§ Instructions for the task: Copy out every line of the records below word for word.

Records pointing to named objects
###
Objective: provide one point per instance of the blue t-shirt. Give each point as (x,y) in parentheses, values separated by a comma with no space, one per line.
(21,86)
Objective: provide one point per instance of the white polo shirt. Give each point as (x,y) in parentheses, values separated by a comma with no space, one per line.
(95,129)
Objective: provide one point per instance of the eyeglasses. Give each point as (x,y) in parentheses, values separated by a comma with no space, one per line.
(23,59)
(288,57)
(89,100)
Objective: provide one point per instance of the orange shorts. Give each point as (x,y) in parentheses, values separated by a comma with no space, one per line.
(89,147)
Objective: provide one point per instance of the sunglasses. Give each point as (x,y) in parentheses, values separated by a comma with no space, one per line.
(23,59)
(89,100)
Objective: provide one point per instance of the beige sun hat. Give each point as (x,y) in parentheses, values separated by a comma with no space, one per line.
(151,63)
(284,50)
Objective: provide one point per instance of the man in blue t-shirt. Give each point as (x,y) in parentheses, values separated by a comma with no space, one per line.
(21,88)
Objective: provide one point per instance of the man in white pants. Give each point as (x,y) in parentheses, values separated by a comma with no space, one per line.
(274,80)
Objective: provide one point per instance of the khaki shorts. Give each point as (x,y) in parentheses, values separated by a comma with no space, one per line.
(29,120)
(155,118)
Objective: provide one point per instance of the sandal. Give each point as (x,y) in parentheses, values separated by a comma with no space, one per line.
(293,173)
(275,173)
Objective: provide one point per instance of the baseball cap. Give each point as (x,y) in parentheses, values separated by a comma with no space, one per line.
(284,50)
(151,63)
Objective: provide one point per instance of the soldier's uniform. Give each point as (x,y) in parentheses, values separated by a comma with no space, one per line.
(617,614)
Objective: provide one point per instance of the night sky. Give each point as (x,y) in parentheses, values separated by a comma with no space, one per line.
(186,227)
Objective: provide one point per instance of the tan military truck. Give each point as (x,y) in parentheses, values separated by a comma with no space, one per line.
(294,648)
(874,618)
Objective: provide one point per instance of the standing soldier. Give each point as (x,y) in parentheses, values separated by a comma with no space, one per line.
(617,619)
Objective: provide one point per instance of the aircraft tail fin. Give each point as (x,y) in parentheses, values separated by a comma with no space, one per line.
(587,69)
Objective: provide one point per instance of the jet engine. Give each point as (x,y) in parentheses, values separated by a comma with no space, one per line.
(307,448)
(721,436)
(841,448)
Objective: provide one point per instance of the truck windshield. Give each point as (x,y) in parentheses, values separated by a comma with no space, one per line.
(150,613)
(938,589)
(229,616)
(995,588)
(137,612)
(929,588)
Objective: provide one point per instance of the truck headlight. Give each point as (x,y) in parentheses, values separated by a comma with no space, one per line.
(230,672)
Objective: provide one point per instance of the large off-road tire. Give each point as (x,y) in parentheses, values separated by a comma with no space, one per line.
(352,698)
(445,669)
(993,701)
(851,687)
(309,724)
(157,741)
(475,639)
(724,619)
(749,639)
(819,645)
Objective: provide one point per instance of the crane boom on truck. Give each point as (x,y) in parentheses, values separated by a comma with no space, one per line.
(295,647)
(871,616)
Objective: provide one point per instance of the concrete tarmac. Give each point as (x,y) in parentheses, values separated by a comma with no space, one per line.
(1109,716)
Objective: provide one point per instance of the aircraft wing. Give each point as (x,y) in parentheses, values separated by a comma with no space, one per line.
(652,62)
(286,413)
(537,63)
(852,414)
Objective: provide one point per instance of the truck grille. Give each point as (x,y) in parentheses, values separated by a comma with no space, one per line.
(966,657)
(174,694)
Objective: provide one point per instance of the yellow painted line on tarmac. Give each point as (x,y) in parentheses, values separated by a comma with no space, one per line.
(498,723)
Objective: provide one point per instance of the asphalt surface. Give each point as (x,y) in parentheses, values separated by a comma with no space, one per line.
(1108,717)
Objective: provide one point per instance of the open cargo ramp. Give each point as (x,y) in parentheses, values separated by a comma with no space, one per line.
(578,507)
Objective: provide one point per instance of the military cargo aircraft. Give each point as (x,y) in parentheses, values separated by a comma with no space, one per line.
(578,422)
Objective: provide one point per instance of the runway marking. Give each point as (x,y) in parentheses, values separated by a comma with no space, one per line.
###
§ Answer to this task:
Objective: provide one point per instance of the blue t-shirt. Give each point as (x,y) in parentheses, values separated by a comma with no space, one per line.
(21,86)
Objective: provide one point per instance of the white polo shirt. Give each point as (x,y) in parentheses, values separated by a comma with no space, one per line.
(95,129)
Objective: provide one point per instance of the eyeglasses. Give each point as (x,y) in parentheses, values separated by a comma with no space, one per line.
(23,59)
(288,57)
(89,100)
Objective: provide one point per instance of the orange shorts. Give each point as (x,y) in parentheses, values separated by a comma with no space, one per line.
(89,147)
Objective: provide one point per instance of the sunglasses. Give each point as (x,y) in parentheses, values separated by a comma with no space, one per line.
(23,59)
(89,100)
Objective: provide one point per instance of the beige sun hat. Give each point as (x,y) in parentheses, values separated by a comma with no space, one per line.
(151,63)
(284,50)
Objective: provide one point per instance of the man in blue t-shirt. Give each point as (x,y) in parentheses, values separated by a comma with no space, one per line.
(21,88)
Objective: provide one point per instance of the man in white pants. Give each point as (x,y) in parentheses, values separated by a comma with no space, one per line.
(274,80)
Objective: provide one point per instance of the khaki shorts. Give each point as (x,y) in parentheses, values separated by a comma with no space, one per line.
(29,120)
(155,118)
Objective: provide one point per instance of the sandal. Give each point as (x,y) in parentheses, values separated by a comma with no space, one per line.
(293,173)
(275,173)
Objective: provide one point per instance of the baseball cap. Give each point as (x,y) in parentheses, values separated by a comma with no space, one per line.
(284,50)
(151,63)
Objective: provide one point per instance of the soldier's uniform. Give each point as (x,y) in parentheses, values separated by a comma with no space, one per line.
(617,614)
Objective: provide one point per instance of the night sky. Give each point as (x,y) in parentheses, values separated by a comma with no space, one per line.
(186,227)
Objective: provide one point per instance of the tan military truck. Give each point as (x,y) in parentheses, values separated by a comma with no space, one per line.
(294,648)
(874,618)
Objective: provide one point per instance of the standing soldier. Give each point as (x,y) in parentheses, values separated by a comma with no space, one per line.
(617,619)
Objective: provide one point per instance of the aircraft tail fin. Give each point as (x,y) in parentheses, values separated by a comma with no space, one per line.
(587,69)
Objective: provide one point per instance of the jet engine. Give each point as (x,y) in parentheses, values separated by a comma with no space, one per line.
(307,448)
(721,436)
(841,448)
Objective: provide one point per instance of the truck windshield. Give each point as (x,y) in parentheses, values separated by a comma with no space, one per line.
(150,613)
(938,589)
(229,616)
(995,588)
(137,612)
(929,588)
Objective: provide one point per instance of the truck headlight. Give each point as (x,y) in parentheses, values separated by a comma with no space, one per line.
(230,672)
Objective: provide one point per instance of the large off-road tire. Give each point as (x,y) in parentheses, values separated by a comma with no space, one per line.
(352,698)
(445,669)
(993,701)
(851,687)
(309,724)
(157,741)
(475,639)
(724,619)
(749,639)
(819,645)
Objective: provide one point per instance of the crane boom on truck. Give each point as (x,y) in parentheses, values separated by a comma with no space, one per line.
(295,647)
(871,616)
Objective: provide one point per instance of the concrete tarmac. Give each point as (x,y) in parentheses, values separated by a comma with no space, one per line.
(1109,716)
Objective: provide one point per instance of the aircraft wing. Give each point as (x,y) in parentheses, values separated by a comma with no space, one per line.
(652,62)
(286,413)
(537,63)
(852,414)
Objective: provide one point per instance of the truck grille. Give each point as (x,y) in parentheses, values separated by a comma with no space, one per line.
(966,657)
(174,694)
Objective: provide one point per instance of the yellow painted line on tarmac. Give each point as (x,y) in parentheses, values separated by a comma with no space, one per line.
(498,723)
Objective: provide one point per instance of the asphalt surface. Give each point as (x,y) in parentheses, values separated by a comma with no space, one per line.
(1108,717)
Objective: provide one point per instance of the open cargo ramp. Give each point as (x,y) in parentheses, values separated by a comma with no space, one per line.
(578,507)
Objective: provide one point per instance of the military cargo aircraft. Give each point as (x,y) in parentheses, values separated by a comma with no space, one per line.
(578,422)
Objective: provide one point per instance of the runway marking. Give each point as (x,y) in parentheses, values separated by a comma with no space, one per line.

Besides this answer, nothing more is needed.